** Required action **
In the entries below, the lines from the one with "pattern in the photo above. Give pixel coordinates." through the one with "pavement in the photo above. Give pixel coordinates." are to be copied exactly; both ends count.

** Given information **

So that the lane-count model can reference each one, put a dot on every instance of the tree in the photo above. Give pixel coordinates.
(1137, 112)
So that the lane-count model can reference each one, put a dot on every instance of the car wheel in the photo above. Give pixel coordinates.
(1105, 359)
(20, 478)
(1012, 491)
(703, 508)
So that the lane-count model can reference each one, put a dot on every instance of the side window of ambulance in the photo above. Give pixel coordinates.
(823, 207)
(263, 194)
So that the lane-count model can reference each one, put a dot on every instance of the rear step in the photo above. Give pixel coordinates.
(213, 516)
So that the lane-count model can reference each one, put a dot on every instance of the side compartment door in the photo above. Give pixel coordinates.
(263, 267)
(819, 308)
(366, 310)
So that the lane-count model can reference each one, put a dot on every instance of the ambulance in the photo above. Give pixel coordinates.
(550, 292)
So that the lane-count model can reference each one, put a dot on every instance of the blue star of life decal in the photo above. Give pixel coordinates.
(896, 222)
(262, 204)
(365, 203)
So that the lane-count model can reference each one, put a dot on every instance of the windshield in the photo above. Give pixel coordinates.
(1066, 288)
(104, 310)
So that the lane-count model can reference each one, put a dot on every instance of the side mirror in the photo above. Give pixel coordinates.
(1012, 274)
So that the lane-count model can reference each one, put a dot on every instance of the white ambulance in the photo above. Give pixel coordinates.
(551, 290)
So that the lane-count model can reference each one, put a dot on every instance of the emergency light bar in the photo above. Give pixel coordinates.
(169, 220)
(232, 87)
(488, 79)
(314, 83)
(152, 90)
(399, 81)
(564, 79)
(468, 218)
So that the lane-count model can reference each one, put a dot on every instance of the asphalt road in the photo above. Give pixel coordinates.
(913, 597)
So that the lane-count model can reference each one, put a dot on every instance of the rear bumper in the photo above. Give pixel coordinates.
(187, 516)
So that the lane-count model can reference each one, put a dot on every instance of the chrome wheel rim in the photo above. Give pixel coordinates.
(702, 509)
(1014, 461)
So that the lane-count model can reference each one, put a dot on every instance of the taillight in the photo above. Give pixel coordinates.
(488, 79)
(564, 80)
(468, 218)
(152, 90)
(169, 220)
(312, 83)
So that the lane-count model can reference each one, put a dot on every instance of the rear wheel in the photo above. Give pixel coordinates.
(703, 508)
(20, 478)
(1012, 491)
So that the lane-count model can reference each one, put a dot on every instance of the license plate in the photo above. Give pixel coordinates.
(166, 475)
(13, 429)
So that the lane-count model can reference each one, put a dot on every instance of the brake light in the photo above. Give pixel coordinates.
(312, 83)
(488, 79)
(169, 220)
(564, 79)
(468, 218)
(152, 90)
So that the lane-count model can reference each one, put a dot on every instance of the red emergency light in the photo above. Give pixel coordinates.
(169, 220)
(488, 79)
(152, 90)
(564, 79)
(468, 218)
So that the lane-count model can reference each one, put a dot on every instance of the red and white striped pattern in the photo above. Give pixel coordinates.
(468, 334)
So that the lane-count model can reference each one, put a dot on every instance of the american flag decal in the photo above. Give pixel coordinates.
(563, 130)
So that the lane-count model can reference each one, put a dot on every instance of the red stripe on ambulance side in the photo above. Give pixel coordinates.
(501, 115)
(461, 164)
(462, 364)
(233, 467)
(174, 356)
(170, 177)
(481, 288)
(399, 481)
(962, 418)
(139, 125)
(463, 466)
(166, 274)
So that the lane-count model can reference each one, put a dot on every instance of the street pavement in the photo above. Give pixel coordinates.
---
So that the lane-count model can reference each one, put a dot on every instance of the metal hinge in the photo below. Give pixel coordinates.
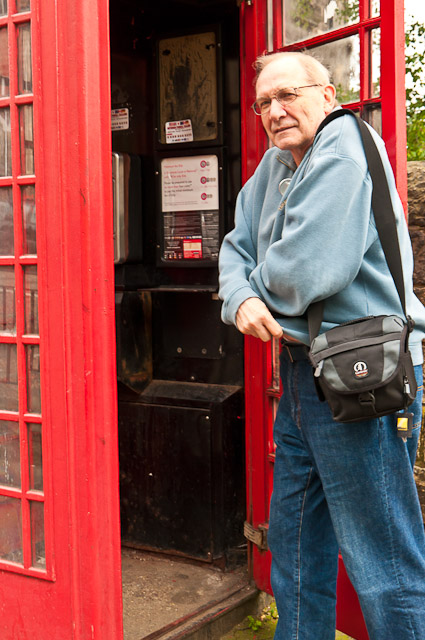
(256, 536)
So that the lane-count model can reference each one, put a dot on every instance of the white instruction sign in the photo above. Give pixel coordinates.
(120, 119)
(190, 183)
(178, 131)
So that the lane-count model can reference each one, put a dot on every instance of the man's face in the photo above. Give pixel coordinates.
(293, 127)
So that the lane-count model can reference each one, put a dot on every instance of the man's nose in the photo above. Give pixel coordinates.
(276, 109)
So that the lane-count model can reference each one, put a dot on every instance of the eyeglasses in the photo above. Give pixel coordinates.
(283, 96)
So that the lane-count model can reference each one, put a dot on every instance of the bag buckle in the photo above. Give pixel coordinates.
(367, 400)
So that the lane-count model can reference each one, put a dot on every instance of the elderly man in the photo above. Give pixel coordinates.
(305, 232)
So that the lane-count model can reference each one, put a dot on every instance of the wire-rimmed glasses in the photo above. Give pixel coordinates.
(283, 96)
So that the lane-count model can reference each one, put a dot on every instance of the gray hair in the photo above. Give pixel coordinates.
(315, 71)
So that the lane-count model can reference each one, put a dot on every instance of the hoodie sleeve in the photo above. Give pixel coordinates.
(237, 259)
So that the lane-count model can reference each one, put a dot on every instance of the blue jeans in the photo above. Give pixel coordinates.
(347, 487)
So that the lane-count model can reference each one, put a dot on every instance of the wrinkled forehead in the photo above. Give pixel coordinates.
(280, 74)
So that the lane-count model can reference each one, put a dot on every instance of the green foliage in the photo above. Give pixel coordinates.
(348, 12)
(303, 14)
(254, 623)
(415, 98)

** Problem solution **
So that the lane-count model can reference each one, put a dot on every instance of the red and white striped pattern in the photo above. Give pixel coordinates.
(468, 334)
So that the lane-count model can reference each one, put a dot on every instance of the american flag decal in the photo above. Give pixel coordinates.
(563, 130)
So that the lane-count model can reference each one, put a dot on every instance of the red stripe on ambulance side in the photo above. Give pixel coordinates.
(501, 115)
(461, 164)
(462, 364)
(233, 467)
(174, 356)
(170, 177)
(481, 288)
(399, 481)
(962, 418)
(139, 125)
(463, 466)
(166, 274)
So that the lane-count model can reference each one, put a dot on every instance of the street pavement in the photo above. Give pixel coordinates.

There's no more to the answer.